** Begin Passage given **

Feature Policy was discussed in security chapter though annoyingly it didn't discussed actually adoption (very small - looks to be about 1,000 sites at most looking at the raw data) and just which options were used when it was deployed. It's probably grown but not by that much. Referrer Policy looks to be used a lot more. Point is use of headers is growing and there is lots of innovation in this space.

As you know, I'm also highly skeptical about the practical impact of HPACK/QPACK for the normal web page loading use case. One area where you'd see improvements would be is with large cookies, but I'm not sure if the current test setup is ideal for measuring those (given that European sites shouldn't be setting cookies on first visit (theoretically) and some high-impact cookies probably only come into play after login/shopping cart stuff). However, this could also be an excellent opportunity to prove me wrong on both counts :) It would probably also unearth some cool/disturbing outliers.

I dunno. Some CSP headers are pretty big! But they're on the response where the files are usually much bigger so maybe you're right.

Do the WPT results include sizes for compressed headers? If not, we might setup something to run the plaintexts through HPACK and QPACK libraries to compare etc.

Discussed last year and not easily available.

tunetheweb commented 4 years ago

Anyone on this thread interested in taking on the Author role? Or suggestions who could?

@elithrar not sure what role you were thinking of and if would be interested in Authoring?

@bagder @dotjs , as last year's other reviewers any interest here? Or suggestions of Authors?

And @Lpardue any further suggestions on this after our chat the other week given your role on QUIC-WG?

dotjs commented 4 years ago

I'm happy to work on this chapter again. Sounds like a few people are interested in providing some content. I'm happy to pull it all together and convincing @LPardue to join in.

paulcalvano commented 4 years ago

@MikeBishop - any interest in co-authoring this chapter?

tunetheweb commented 4 years ago

@siyengar same question to you! 😀

foxdavidj commented 4 years ago

@dotjs just want to confirm that you've reviewed the authoring commitment and the process works for you. Would love to have you as the lead author :)

MikeBishop commented 4 years ago

Yes, I'd be happy to help, as author or reviewer.

LPardue commented 4 years ago

I am willing and able to participate on authoring.

dotjs commented 4 years ago

@dotjs just want to confirm that you've reviewed the authoring commitment and the process works for you. Would love to have you as the lead author :)

reviewed and looks fine to me

gregorywolf commented 4 years ago

Hi. I would sign up for either chapter reviewer or analyst

foxdavidj commented 4 years ago

@dotjs thank you for agreeing to be the lead author for the HTTP2 chapter! As the lead, you'll be responsible for driving the content planning and writing phases in collaboration with your content team, which will consist of yourself as lead, any coauthors you choose as needed, peer reviewers, and data analysts.

The immediate next steps for this chapter are:

Establish the rest of your content team. Several other people were interested or nominated (see below), so that's a great place to start. The larger the scope of the chapter, the more people you'll want to have on board.

** End Passage given **
** Begin Raw data **

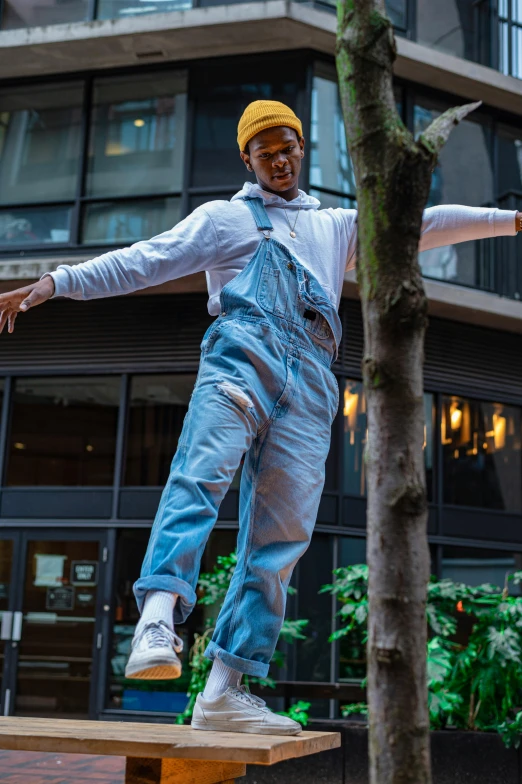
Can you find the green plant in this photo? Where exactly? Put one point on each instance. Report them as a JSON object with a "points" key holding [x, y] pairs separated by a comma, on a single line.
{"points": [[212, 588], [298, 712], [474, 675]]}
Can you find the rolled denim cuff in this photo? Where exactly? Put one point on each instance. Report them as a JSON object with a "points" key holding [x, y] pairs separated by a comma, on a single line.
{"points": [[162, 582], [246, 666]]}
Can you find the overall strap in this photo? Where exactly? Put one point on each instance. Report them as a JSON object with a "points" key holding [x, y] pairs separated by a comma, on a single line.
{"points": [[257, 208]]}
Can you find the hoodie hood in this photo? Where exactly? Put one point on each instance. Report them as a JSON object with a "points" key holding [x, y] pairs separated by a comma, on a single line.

** End Raw data **

> Work to do
1: Copy the part of the forum thread that opens with the words "And @Lpardue any" and closes with "to join in.".
2: Rescale the listing from the line containing "Can you find the overall" through the end of the listing. Write out only those lines again, requests included, with every point coordinate in the answers multiplied by 1.6 and rounded to a whole number, halves going up.

> Answers to the exercises
1:
And @Lpardue any further suggestions on this after our chat the other week given your role on QUIC-WG?

dotjs commented 4 years ago

I'm happy to work on this chapter again. Sounds like a few people are interested in providing some content. I'm happy to pull it all together and convincing @LPardue to join in.

2:
Can you find the overall strap in this photo? Where exactly? Put one point on each instance. Report them as a JSON object with a "points" key holding [x, y] pairs separated by a comma, on a single line.
{"points": [[411, 333]]}
Can you find the hoodie hood in this photo? Where exactly? Put one point on each instance. Report them as a JSON object with a "points" key holding [x, y] pairs separated by a comma, on a single line.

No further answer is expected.